*Stored records:*
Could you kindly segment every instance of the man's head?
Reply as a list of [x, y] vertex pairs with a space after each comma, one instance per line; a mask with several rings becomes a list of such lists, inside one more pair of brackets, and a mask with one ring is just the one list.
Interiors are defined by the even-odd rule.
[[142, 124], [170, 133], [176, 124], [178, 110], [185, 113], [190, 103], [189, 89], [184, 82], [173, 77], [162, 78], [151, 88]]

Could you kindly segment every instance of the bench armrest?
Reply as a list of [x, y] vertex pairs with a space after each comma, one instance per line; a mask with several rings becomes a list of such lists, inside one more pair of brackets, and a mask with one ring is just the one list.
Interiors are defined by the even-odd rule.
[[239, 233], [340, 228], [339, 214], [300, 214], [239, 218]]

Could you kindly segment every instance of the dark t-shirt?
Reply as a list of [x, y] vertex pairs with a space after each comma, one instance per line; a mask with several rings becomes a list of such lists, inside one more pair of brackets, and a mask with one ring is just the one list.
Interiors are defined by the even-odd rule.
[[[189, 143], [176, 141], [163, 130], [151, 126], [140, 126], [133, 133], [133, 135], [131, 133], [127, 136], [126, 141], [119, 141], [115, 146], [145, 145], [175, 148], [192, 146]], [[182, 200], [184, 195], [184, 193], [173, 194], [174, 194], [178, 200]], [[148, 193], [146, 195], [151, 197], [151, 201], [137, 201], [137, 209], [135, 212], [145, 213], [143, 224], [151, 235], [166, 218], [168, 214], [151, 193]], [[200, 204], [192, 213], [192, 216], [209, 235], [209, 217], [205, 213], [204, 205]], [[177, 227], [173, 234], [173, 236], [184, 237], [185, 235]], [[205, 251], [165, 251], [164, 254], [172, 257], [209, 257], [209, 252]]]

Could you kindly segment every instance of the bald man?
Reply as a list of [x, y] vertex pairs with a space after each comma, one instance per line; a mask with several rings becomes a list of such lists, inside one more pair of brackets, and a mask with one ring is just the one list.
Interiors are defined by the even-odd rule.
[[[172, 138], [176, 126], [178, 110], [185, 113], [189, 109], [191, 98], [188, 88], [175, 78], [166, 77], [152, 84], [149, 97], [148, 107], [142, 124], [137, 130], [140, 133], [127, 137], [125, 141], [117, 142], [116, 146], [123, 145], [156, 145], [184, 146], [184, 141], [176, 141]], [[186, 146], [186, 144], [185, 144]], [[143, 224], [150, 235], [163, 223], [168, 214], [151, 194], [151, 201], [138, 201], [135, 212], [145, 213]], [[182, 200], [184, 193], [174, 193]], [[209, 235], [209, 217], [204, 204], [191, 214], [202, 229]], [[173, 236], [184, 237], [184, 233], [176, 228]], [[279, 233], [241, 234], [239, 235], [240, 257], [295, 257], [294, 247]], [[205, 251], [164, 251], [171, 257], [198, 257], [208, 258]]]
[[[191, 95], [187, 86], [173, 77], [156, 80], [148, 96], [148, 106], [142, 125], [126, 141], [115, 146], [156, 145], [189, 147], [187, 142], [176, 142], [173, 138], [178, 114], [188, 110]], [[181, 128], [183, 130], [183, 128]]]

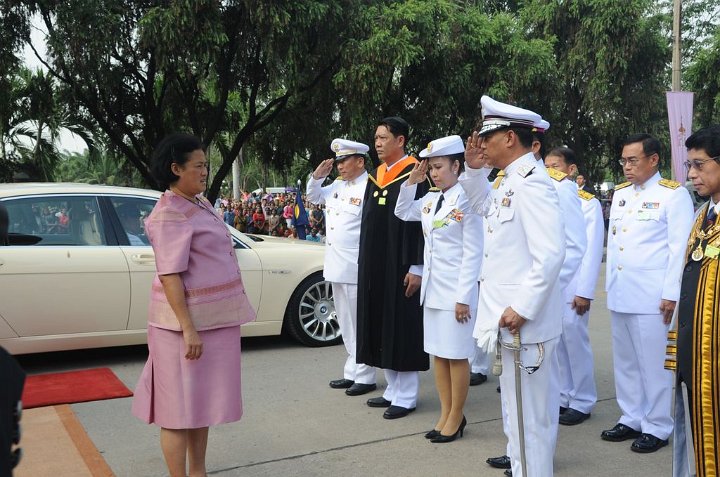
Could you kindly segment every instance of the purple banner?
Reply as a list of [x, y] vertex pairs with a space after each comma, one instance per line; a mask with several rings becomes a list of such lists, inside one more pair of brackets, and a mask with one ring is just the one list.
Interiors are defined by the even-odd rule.
[[687, 180], [687, 149], [685, 139], [692, 134], [693, 93], [668, 91], [668, 120], [670, 122], [670, 152], [672, 178], [681, 184]]

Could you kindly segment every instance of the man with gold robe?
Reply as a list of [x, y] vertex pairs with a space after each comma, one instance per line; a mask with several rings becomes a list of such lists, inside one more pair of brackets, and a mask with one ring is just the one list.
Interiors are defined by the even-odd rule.
[[676, 369], [673, 475], [715, 477], [720, 473], [720, 126], [701, 129], [685, 146], [688, 178], [710, 200], [695, 215], [676, 327], [669, 333], [665, 365]]

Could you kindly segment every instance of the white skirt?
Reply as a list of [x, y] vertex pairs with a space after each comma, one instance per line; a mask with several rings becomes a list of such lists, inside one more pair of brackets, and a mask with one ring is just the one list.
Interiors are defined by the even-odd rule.
[[425, 352], [438, 358], [470, 359], [475, 356], [475, 328], [477, 310], [470, 309], [470, 319], [460, 323], [455, 311], [423, 308]]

*Exercise goal:* Could you copy all of the entries above verbatim, leaving out the pictures?

*Task result:*
Could you kindly segment every instance of the man's head?
Reply as a list of [x, y] vertex pairs with a space after each comma, one instance per line; a mask with several rings becomes a list of such lists, inside one more pair of brackets, and a mask with one ring is just the one list.
Interiors are defined by the even-odd rule.
[[142, 124], [170, 133], [176, 124], [178, 110], [185, 113], [190, 103], [189, 89], [184, 82], [173, 77], [162, 78], [151, 88]]

Could you kindly segment every instance of the bench armrest?
Reply as a list of [x, y] vertex pairs with a space after each comma, one instance per line; a mask with several rings becomes a list of such lists, inside one more pair of brackets, and a mask with one ring is just the one list.
Interiors are defined by the even-odd rule.
[[239, 233], [340, 228], [339, 214], [300, 214], [239, 218]]

Could you kindly segment every instance of the dark t-shirt?
Reply as a list of [x, y] vertex pairs with a space after each comma, one instance per line; a mask with several rings becomes a list of such lists, inside one more pair of brackets, and a mask with one ring is just the one list.
Interiors are defined by the even-odd rule.
[[[189, 143], [176, 141], [163, 130], [151, 126], [140, 126], [133, 133], [133, 135], [131, 133], [127, 136], [126, 141], [119, 141], [115, 146], [145, 145], [175, 148], [192, 146]], [[182, 200], [184, 195], [184, 193], [173, 194], [174, 194], [178, 200]], [[148, 193], [146, 195], [151, 197], [151, 201], [137, 201], [137, 209], [135, 212], [145, 213], [143, 224], [151, 235], [166, 218], [168, 214], [151, 193]], [[200, 204], [192, 213], [192, 216], [209, 235], [209, 217], [205, 213], [204, 205]], [[177, 227], [173, 234], [173, 236], [184, 237], [185, 235]], [[205, 251], [165, 251], [164, 254], [172, 257], [209, 257], [209, 252]]]

Could you kindly segment every instance of the bald man?
Reply as a list of [x, y] vertex pairs with a space after each comma, one instance per line; a mask with several rings becomes a list of such lists, inside one more pair of brackets, and a mask with one ring is just the one list.
Interiors are defined by the even-odd rule.
[[[172, 138], [176, 126], [178, 110], [185, 113], [189, 109], [191, 98], [188, 88], [175, 78], [166, 77], [152, 84], [149, 97], [148, 107], [142, 124], [137, 130], [140, 133], [127, 137], [125, 141], [117, 142], [116, 146], [123, 145], [156, 145], [184, 146], [184, 141], [176, 141]], [[186, 146], [186, 144], [185, 144]], [[143, 224], [150, 235], [163, 223], [168, 214], [151, 194], [151, 201], [138, 201], [135, 212], [145, 213]], [[182, 200], [184, 193], [174, 193]], [[209, 235], [209, 217], [204, 204], [191, 214], [202, 229]], [[173, 236], [184, 237], [184, 233], [176, 228]], [[279, 233], [241, 234], [239, 235], [240, 257], [295, 257], [294, 247]], [[205, 251], [164, 251], [171, 257], [198, 257], [208, 258]]]
[[[191, 95], [187, 86], [173, 77], [156, 80], [148, 96], [148, 106], [142, 125], [126, 141], [115, 146], [156, 145], [189, 147], [187, 142], [176, 142], [173, 138], [178, 114], [188, 110]], [[181, 128], [183, 130], [183, 128]]]

Could you kindly segment every instance of the purple banner?
Reply as a list of [x, y] vertex pairs with a space after each comma, one instance per line; a mask with several rings becomes a list of such lists, inside one more pair of brackets, and a mask with one ring is just the one list.
Interiors are defined by the even-odd rule.
[[687, 180], [687, 149], [685, 139], [692, 134], [693, 93], [668, 91], [668, 120], [670, 122], [670, 152], [672, 178], [681, 184]]

Could you kindly segment every instance of the man with gold robe?
Reply as a list of [x, y] vertex pairs with a space after each comma, one instance per line; a mask with several rings becomes a list of such lists, inside one more pair of brackets, and a mask with one ring is just the one list.
Interiors are defined by the even-odd rule.
[[676, 369], [673, 475], [715, 477], [720, 473], [720, 126], [701, 129], [685, 146], [688, 178], [710, 200], [695, 215], [676, 327], [669, 333], [665, 365]]

Could you kindly segment every instance of the white skirt?
Reply as a list of [x, y] vertex pairs with a space after each comma, one instance per line; a mask with several rings becomes a list of such lists, inside one more pair of brackets, and a mask with one ring is just the one list.
Interiors are defined by the even-odd rule.
[[425, 352], [438, 358], [470, 359], [475, 356], [475, 328], [477, 310], [470, 309], [470, 319], [460, 323], [455, 311], [423, 308]]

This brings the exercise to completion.